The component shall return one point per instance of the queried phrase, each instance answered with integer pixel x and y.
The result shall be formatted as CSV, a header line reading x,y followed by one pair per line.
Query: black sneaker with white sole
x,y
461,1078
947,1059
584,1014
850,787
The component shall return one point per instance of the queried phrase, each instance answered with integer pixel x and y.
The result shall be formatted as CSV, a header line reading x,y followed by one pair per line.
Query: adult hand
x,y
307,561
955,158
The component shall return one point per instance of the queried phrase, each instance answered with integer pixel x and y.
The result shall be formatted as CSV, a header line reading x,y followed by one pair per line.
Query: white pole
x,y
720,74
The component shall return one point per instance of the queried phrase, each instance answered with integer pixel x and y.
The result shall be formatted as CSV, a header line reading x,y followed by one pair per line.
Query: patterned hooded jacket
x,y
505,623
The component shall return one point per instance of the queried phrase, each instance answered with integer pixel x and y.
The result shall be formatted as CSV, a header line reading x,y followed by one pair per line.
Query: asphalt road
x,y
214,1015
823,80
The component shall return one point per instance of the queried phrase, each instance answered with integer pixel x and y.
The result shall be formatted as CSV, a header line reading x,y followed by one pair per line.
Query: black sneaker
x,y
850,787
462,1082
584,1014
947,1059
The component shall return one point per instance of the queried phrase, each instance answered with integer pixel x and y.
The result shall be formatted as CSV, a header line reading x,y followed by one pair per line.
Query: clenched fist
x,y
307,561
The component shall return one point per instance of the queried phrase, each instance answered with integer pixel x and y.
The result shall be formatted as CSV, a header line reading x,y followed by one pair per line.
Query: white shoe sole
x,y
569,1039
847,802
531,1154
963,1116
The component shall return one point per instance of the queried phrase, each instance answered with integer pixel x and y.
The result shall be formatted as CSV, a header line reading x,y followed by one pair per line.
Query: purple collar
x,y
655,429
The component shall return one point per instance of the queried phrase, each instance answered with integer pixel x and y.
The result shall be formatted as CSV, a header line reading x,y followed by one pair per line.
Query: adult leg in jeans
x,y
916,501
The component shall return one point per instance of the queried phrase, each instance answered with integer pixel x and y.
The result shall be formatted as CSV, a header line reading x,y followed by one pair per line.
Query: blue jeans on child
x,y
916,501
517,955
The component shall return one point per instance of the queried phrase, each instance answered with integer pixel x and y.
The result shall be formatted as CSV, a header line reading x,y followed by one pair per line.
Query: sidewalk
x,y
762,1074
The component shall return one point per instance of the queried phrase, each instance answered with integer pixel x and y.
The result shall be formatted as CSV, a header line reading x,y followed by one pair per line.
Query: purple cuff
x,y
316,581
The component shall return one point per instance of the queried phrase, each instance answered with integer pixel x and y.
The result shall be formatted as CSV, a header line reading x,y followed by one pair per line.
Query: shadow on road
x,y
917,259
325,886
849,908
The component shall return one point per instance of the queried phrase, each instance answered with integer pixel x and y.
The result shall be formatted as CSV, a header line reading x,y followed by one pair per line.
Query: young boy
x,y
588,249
+===+
### The exercise
Using the data above, print every record exactly as shown.

### Response
The component shall return one point per instance of the queried phrase, each instance answered with integer pixel x and y.
The result shall be formatted as CSV, a header line reading x,y followed by one pair per line.
Query: black sneaker with white sole
x,y
461,1078
947,1059
584,1014
850,787
The component shall return one point per instance of the queried phrase, each instance answered with integer pixel x and y.
The result shall be formatted as CSV, a header line reading x,y followed by one pair per line.
Query: adult hand
x,y
307,561
955,158
The component shall return one point per instance of the queried phrase, each instance answered with integer pixel x and y.
The result shall be formatted as CSV, a header line reading x,y followed by one pair per line.
Query: white pole
x,y
720,74
The component shall return one point per instance of the queried phrase, each instance answered with integer pixel x and y.
The result shall be formatted as CSV, a header line reading x,y followed by one pair per line.
Query: patterned hooded jacket
x,y
505,623
The component shall return one point per instance of the queried phrase, each instance answered with integer pixel x and y.
The result shall be formatted as CSV, a header line reading x,y followed by one pair per line.
Query: asphalt road
x,y
214,1015
823,80
The component shall return one point per instance of the queried phrase, each instance answered with integer pixel x and y.
The result shall be formatted as CSV, a header line reading x,y followed by one pair per line.
Query: black sneaker
x,y
850,787
462,1082
584,1014
947,1059
The component shall return one point per instance of the queried phrase, each instance answered with integer pixel x and y.
The result shall be formatted as CSV, a header line reading x,y followed by one pair per line.
Query: clenched fist
x,y
307,561
The component shall return one point per instance of the queried phrase, each instance answered with integer pixel x and y.
The result shall be formatted as CSV, a header line reading x,y followed by one pair per line.
Query: white shoe sole
x,y
569,1039
847,802
531,1154
963,1116
The component shall return one point per instance of the queried phrase, each instance answered with integer pixel x and y.
The result shall be formatted as CSV, a header line reading x,y followed by one pair per line.
Query: purple collar
x,y
655,429
The component shall return one point per instance of the queried phrase, each instance answered with integer pixel x and y.
The result shall be formatted as CSV, a header line reading x,y followed by one pair per line.
Query: adult leg in jeans
x,y
916,501
The component shall return one point per instance of the queried phrase, each instance answered with integer pixel x and y.
The result shall be formatted as CSV, a header line reading x,y followed by one pair per line.
Query: blue jeans on child
x,y
916,501
517,955
The component shall return one point per instance of the queried phrase, each instance answered with integer pixel x and y.
The result shall be formatted as CSV, a header line reading x,y followed by one pair per line.
Query: sidewalk
x,y
762,1074
The component shall return one point per instance of the queried phrase, each instance answered with integer pixel x and y.
The result shall be formatted as CSV, a header line reading x,y followed by one pair per line.
Query: purple cuff
x,y
316,581
The component shall return one point per instance of the queried phrase, each instance answered with integer pixel x and y.
The result shall be formatted as CSV, a header line reading x,y followed by one pair per line.
Query: shadow on road
x,y
917,259
325,886
849,908
The component shall return one point per instance of the queried phrase, each instance answered with integer pixel x and y.
The result shall be formatted as CSV, a header line reading x,y followed by one pair per line.
Query: young boy
x,y
588,249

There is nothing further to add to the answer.